Task directions –
Set the listing down unchanged, minus every embedded image.

START Given information

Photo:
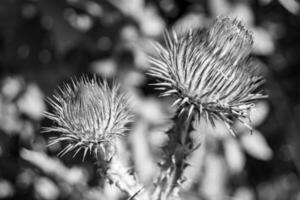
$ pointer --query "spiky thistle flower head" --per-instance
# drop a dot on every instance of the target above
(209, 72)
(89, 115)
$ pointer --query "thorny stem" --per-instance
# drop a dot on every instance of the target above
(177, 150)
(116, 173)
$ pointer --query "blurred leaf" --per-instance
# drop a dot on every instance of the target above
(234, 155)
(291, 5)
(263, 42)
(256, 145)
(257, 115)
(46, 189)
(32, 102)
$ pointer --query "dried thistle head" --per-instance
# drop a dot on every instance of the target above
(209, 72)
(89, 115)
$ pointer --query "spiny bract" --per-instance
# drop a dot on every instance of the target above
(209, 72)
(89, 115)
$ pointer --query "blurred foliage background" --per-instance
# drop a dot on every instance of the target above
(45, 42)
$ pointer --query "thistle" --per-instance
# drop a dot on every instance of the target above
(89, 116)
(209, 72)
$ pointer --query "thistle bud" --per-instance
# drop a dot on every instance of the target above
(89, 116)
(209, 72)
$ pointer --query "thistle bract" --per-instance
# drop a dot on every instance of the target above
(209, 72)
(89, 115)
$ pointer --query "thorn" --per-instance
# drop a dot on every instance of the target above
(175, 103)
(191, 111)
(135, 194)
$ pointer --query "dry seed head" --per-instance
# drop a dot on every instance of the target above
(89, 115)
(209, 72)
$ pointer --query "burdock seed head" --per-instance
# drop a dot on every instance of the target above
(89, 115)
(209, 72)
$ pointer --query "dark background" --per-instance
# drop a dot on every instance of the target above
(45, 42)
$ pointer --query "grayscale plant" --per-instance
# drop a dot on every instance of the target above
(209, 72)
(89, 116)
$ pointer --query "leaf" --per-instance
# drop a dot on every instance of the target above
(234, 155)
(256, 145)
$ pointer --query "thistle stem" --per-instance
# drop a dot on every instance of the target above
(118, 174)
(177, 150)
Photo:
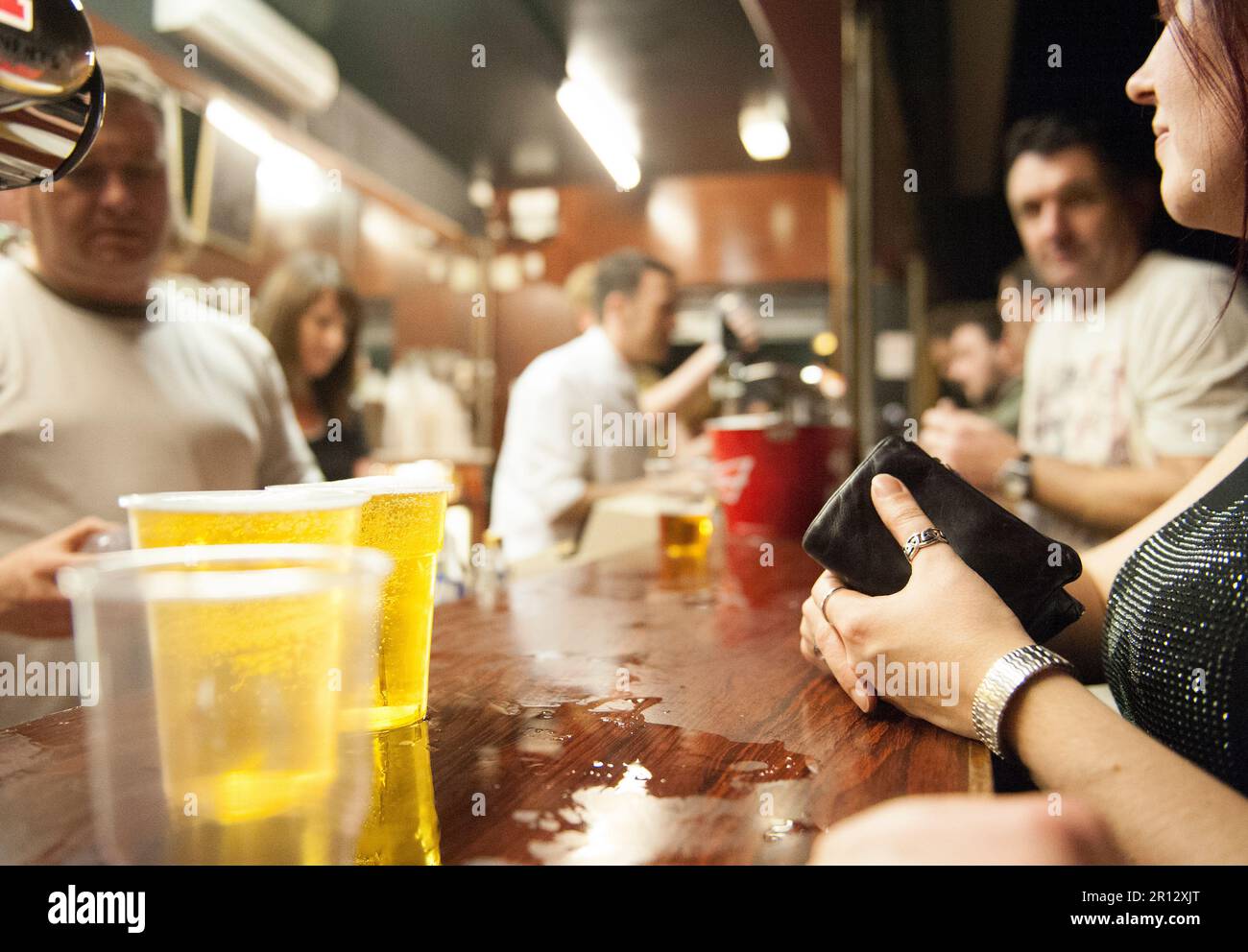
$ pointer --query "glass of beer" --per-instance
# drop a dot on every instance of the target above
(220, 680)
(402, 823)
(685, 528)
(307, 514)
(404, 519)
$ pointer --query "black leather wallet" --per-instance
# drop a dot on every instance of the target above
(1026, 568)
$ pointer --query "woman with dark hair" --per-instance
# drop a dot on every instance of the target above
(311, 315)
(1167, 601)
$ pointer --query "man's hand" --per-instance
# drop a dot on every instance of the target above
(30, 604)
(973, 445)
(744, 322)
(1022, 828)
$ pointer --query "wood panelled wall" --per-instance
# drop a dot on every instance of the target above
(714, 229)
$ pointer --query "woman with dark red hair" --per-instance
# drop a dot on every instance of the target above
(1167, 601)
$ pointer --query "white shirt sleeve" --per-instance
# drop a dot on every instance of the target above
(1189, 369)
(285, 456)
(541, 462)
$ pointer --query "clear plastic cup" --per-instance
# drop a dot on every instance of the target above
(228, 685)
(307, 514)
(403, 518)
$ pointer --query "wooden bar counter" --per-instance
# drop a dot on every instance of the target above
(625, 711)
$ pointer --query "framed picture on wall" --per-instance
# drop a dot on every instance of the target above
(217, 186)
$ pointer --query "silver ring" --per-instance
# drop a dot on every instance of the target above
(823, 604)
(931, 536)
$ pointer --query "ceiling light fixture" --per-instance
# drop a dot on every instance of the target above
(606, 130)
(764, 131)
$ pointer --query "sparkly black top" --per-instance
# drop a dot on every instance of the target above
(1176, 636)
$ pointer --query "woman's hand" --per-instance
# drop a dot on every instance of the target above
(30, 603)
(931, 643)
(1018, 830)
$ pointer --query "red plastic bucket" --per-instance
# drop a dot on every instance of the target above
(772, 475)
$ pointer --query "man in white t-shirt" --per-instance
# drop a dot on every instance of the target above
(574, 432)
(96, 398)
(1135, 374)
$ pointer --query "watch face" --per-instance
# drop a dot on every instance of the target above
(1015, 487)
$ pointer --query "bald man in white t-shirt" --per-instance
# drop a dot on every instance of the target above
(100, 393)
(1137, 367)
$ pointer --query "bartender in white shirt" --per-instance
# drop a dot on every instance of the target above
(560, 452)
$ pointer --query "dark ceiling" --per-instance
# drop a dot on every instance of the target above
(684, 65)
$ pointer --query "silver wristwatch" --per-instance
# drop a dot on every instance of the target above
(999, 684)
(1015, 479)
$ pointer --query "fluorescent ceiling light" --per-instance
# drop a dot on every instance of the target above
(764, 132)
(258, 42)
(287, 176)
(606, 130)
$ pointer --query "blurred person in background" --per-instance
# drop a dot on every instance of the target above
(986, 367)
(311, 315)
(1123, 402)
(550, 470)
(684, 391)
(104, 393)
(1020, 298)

END Given information

The answer –
Photo:
$ pointer --query "spiky thistle flower head" --per-instance
# drop a dot on every instance of the target above
(209, 72)
(89, 115)
$ pointer --query "thorny stem" --per-instance
# drop a dot on every instance of the target above
(177, 150)
(116, 173)
$ pointer --query "blurred leaf" --per-instance
# drop a dot on every instance of the target above
(234, 155)
(291, 5)
(263, 42)
(256, 145)
(257, 115)
(46, 189)
(32, 102)
$ pointer --query "dried thistle head" --per-instance
# drop a dot on every instance of the target above
(209, 72)
(89, 115)
$ pointer --query "spiny bract" --per-instance
# drop a dot on every instance of the target above
(209, 72)
(89, 115)
$ pointer --query "blurred foliage background" --per-instance
# drop a dot on every instance of the target above
(45, 42)
$ pointer --query "thistle" --per-instance
# drop a dot on every instance of the target above
(89, 116)
(209, 72)
$ pointer --query "thistle bud" --per-instance
# drop a dot on every instance of the target above
(89, 116)
(209, 72)
$ pointer --query "thistle bract" --per-instance
# drop a dot on every instance of the target above
(209, 72)
(89, 115)
$ pointer --query "thorn" --per-instance
# drop a dot on every instance of the target above
(175, 103)
(191, 111)
(135, 194)
$ pointer --query "dry seed head" --per-instance
# drop a dot on every instance of the target above
(89, 115)
(209, 72)
$ pointer --query "burdock seed head" --per-instance
# drop a dot on every instance of the target above
(89, 115)
(209, 72)
$ pointer --query "dark background" --per-instance
# drop a dot on every instance of the target above
(45, 42)
$ pointer --query "grayscale plant" --per-instance
# drop a dot on every instance of the target above
(209, 72)
(89, 116)
$ pointer --query "leaf" --per-instance
# drop a dot on every instance of the target above
(234, 155)
(256, 145)
$ pointer --query "thistle stem" --per-instance
# drop a dot on every instance of the target above
(118, 174)
(177, 150)
Photo:
$ pointer --query "glass of beer" --per-instance
# drop a dot on every instance of the target above
(220, 680)
(402, 823)
(685, 528)
(307, 514)
(404, 519)
$ pointer --query "black leather wallet" --per-instance
# drop a dot on every instance of the target above
(1026, 568)
$ pointer --query "woman with dark hair" --per-instance
# drop a dot on every instance of the target above
(311, 315)
(1167, 601)
$ pointer --query "man's hand" --per-instance
# drop a dot on every instance of the target above
(30, 604)
(973, 445)
(744, 322)
(1022, 828)
$ pointer --query "wood panelled wall" --per-instance
# drop a dot on every instance of the target above
(714, 229)
$ pointer --query "woman with dark red hair" --per-instance
# drop a dot on every instance of the target above
(1167, 601)
$ pointer --query "white shirt sleeve" --per-instance
# drop a dot on every instance of the target above
(1189, 369)
(285, 456)
(541, 462)
$ pointer --query "clear plastic cup" --per-instance
# drop a dot on every instance of the target above
(228, 685)
(307, 514)
(403, 518)
$ pointer --query "wooden bar counter" --per-instance
# drop a dot on every instance of the target above
(625, 711)
$ pointer --query "framed picture on wall" --per-instance
# drop a dot on every instance of the target above
(217, 186)
$ pointer --query "silver ring" --per-instance
# drop a dot on every instance of the target above
(823, 604)
(931, 536)
$ pointer --query "ceiling light fixture" --per-instance
# drop a dot on every instance of the target above
(606, 130)
(764, 131)
$ pointer --query "sparkly black top" --per-instance
# drop a dot on every instance of the target above
(1176, 636)
$ pointer --query "woman's hand" --per-instance
# drop a dot on every instance of the target above
(30, 603)
(931, 643)
(1018, 830)
$ pointer --query "red plastic bucket" --per-instance
# drop a dot on every instance of the target above
(772, 475)
$ pointer --query "man in white t-shirt" --per-instance
# drop a dot on every instance of the target above
(574, 432)
(96, 398)
(1135, 374)
$ pointer --query "watch face" --per-instance
# drop a dot on every instance of the target above
(1015, 487)
$ pointer --query "bald man in white t-shirt" --per-instance
# drop a dot on every instance of the target above
(100, 393)
(1137, 367)
$ pointer --query "bartender in white shirt" --per-instance
# drop a dot on every instance of the target above
(560, 452)
$ pointer --query "dark ceiling" --per-instance
# drop a dot on every instance of the target above
(684, 65)
$ pointer --query "silver wristwatch" --per-instance
# drop a dot on every instance of the target above
(999, 684)
(1015, 479)
$ pointer --query "fluorescent ceiling light" --per-instance
# drop a dot on every instance of the target above
(764, 132)
(258, 42)
(287, 176)
(606, 130)
$ pointer --query "blurred person in background" --per-instance
# drop a dot on every instance of the target above
(986, 367)
(311, 315)
(1123, 402)
(550, 470)
(684, 391)
(104, 393)
(1020, 298)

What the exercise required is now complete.